Document extract:
****************************************

For those who are unfamiliar with H&M, it’s a fast fashion retailer known for its affordable, youthful and trendy styles. I’ve always loved staying current with fashion and who knows? Maybe when I’m 50 I will still be shopping at H&M or similar stores, like Zara. However, even in my 30s, if I venture into H&M I feel noticeably older than everyone else there. So, why are there twice as many 50 year olds as people my age shopping at H&M, and where are they? This led me to question, does age actually matter for trendy stores like H&M that are perceived as ‘younger’? Are the different generational age groups actually purchasing different things? Spoiler alert, they are not. So what does this mean? Who are these 50 year olds and why are their purchase habits similar to the 20 somethings?
This question is important for demographic and marketing research. Traditionally we believe that location, age, gender all matter and make a difference. And… they do. But, context is everything. In order to make appropriate and informed decisions it is important to do proper analysis to make sure we’re not assuming something about someones age or gender that ends up being incorrect. For instance, are frequent shoppers purchasing items for themselves or someone else? That is the beauty of data. We can dive in the deep end and really see what is beneath the surface of human bias.

****************************************

Data section:
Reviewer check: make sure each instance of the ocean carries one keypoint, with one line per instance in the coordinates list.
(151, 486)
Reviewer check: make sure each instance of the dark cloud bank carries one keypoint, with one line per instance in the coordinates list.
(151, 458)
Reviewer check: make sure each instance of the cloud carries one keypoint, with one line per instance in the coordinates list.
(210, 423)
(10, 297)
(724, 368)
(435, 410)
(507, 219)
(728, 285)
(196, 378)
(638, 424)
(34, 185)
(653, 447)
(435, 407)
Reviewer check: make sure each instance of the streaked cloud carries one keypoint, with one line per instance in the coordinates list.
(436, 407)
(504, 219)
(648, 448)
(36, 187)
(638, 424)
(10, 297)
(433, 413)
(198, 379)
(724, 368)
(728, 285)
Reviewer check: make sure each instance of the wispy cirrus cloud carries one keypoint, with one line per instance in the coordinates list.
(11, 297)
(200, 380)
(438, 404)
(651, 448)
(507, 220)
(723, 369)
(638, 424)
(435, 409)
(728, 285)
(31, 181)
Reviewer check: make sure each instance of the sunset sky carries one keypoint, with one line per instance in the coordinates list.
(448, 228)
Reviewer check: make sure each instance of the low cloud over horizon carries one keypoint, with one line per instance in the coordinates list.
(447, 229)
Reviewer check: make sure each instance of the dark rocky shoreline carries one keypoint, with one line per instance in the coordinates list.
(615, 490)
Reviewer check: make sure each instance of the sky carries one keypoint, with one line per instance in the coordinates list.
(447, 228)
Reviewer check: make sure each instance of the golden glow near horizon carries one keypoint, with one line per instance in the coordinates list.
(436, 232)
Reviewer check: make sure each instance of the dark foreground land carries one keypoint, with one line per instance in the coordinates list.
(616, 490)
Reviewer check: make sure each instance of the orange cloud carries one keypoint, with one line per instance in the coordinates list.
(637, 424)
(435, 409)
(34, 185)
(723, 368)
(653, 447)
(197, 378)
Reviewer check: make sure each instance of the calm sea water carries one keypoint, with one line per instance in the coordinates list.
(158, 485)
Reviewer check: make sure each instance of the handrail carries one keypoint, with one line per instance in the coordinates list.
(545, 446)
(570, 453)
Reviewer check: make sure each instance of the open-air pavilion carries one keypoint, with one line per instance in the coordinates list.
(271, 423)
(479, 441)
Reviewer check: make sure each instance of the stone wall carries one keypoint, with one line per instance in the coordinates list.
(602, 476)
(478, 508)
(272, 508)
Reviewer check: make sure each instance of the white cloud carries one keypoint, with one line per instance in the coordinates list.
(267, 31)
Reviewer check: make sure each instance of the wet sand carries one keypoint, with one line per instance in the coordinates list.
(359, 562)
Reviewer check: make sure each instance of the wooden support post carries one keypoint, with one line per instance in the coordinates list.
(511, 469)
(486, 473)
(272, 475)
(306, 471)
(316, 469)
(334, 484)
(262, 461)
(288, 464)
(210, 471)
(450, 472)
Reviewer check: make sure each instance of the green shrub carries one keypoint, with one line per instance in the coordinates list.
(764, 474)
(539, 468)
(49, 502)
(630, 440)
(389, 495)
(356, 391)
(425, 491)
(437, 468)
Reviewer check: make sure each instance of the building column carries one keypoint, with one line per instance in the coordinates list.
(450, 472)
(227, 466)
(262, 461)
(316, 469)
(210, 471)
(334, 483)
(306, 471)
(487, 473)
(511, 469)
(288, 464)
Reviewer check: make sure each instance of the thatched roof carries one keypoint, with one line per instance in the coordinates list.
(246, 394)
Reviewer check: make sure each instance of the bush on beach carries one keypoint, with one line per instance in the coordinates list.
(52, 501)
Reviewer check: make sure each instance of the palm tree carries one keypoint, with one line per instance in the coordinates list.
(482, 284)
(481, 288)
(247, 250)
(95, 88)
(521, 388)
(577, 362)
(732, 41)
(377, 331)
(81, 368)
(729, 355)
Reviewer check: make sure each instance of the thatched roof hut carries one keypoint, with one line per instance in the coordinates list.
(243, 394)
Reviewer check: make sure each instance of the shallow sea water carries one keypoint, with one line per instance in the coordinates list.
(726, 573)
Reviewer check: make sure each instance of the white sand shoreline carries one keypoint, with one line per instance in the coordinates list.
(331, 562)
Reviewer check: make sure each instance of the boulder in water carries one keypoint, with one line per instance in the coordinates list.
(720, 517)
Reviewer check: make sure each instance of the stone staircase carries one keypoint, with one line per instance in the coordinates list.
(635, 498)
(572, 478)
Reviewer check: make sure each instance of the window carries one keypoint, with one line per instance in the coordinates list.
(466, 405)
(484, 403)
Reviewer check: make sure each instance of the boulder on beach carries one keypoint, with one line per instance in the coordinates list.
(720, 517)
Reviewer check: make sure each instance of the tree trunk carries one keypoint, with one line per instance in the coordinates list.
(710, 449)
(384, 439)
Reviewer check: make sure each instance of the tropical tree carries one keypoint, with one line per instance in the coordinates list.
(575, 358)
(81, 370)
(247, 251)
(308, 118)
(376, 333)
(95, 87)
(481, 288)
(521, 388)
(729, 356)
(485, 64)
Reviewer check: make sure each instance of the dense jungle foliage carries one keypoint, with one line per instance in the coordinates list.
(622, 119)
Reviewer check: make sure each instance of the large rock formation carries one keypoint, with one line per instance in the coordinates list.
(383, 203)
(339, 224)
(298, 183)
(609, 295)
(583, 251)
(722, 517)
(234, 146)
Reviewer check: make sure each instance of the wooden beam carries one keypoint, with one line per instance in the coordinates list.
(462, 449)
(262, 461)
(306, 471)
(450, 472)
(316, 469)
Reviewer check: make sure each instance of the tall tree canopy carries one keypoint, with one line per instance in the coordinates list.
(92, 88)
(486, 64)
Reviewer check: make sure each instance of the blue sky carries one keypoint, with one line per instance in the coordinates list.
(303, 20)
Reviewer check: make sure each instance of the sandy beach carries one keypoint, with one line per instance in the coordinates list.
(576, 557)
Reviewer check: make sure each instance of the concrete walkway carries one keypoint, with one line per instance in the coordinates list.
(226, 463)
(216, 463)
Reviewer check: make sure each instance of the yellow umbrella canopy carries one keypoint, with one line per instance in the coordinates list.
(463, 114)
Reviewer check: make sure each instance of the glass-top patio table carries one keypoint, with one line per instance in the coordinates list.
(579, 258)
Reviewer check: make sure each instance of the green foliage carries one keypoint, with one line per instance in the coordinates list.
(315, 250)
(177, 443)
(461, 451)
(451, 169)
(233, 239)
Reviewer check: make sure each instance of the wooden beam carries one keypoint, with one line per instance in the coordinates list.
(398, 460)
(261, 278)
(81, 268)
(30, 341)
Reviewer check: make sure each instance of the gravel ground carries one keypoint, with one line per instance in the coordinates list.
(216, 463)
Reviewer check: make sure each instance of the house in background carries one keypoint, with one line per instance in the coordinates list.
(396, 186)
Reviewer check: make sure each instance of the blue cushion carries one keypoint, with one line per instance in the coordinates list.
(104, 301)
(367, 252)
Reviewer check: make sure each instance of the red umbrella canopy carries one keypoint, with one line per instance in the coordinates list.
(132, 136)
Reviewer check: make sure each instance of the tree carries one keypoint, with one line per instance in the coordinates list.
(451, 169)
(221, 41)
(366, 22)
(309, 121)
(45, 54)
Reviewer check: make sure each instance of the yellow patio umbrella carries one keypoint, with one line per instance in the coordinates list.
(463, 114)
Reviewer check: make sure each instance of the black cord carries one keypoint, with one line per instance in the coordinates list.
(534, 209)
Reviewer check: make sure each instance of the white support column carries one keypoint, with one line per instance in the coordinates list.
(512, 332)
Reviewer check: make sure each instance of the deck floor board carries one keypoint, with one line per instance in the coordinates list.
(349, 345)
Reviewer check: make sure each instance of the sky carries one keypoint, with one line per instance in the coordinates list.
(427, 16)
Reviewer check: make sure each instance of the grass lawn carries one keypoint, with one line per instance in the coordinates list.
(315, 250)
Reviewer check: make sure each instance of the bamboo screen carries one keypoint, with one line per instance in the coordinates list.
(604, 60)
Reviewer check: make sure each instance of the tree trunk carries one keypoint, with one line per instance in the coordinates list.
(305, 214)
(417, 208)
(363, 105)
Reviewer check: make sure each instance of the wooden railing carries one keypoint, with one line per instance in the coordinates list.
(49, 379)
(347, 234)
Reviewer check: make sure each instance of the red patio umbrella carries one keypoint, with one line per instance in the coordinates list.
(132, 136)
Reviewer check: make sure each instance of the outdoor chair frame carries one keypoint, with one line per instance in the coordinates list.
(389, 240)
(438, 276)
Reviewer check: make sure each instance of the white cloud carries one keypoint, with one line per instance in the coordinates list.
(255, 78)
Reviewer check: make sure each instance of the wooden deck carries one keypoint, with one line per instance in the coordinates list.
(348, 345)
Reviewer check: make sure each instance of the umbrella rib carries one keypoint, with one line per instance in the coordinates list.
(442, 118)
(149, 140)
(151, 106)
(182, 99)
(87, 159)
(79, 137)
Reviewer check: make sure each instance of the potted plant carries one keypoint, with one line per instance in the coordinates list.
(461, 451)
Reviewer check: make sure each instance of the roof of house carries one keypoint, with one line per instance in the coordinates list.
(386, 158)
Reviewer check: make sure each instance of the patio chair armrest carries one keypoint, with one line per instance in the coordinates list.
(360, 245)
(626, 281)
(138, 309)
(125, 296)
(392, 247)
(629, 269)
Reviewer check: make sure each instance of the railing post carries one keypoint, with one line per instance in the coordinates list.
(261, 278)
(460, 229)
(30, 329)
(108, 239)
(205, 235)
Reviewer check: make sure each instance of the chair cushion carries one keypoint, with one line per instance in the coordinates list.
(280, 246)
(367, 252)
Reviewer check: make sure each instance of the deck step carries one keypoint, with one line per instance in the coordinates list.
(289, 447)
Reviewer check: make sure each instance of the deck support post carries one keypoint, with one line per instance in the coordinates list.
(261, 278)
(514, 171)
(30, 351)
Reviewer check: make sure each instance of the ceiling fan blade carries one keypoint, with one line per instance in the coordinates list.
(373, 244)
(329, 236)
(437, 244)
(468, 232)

****************************************

What to do:
- A) Condense the paragraph of the H&M shopper post that begins "This question is important" into a shorter version that keeps its main points.
- B) Continue the H&M shopper post from the end of its final paragraph.

Exercise results:
- A) The question matters for demographic and marketing research. Location, age and gender are traditionally believed to make a difference, and they do, but context is everything. Sound decisions require proper analysis so that wrong assumptions about someone's age or gender are avoided. One example is whether frequent shoppers are buying for themselves or for someone else. Data lets us look beneath the surface of human bias.

- B)
I started this project with a very different question in mind. However, after starting at the broadest level, my motivation changed. I chose to begin with the age distribution of all the customers in the data set and this is what changed everything. I really only did this to verify my own assumption that it would peak somewhere in the mid 20s and then continue to taper off as age increased. I was definitely surprised to see this somewhat bimodal distribution with a second peak around 52 years old. I remember thinking, “What?? That is so bizarre.” Almost twice as many 50 somethings as 30 somethings seemed just… wrong.
My immediate thought was that it is a group of ‘young at heart’ and fashion conscious 50 year olds. Then, as I looked a little closer at the distribution I did the math and realized the peaks moved at very similar shapes within about 30 years of each other. That logically seems pretty close to a parent-child age gap. Leading me to question, who are they actually buying for? My assumption is if the 50 year olds are actually purchasing for their children, the items would be virtually the same. If they are actually purchasing for themselves, I should be able to find some key indicators to predict age.
The data set I’m analyzing comes directly from H&M spanning 1.3 million customers (ages 16-99), 53 online markets, 4,850 retail stores and 31 million transactions over 2 years. It came with three relational data frames with details on Customers, Articles (clothing items) and Transactions.
For my exploration I decided to make age, or age group, the outcome variable. The mystery of this second curve was just too interesting to me. How can we predict the difference between the young and mature generations? Or can we at all? To start, I split the data into the two age groups, “young” (<=39) and “mature” (>=40). This would help me get organized to see what differences I could find.
I began with high level questions and analysis. Is there are pricepoint difference between the two groups? Is one group purchasing more items per transaction that the other?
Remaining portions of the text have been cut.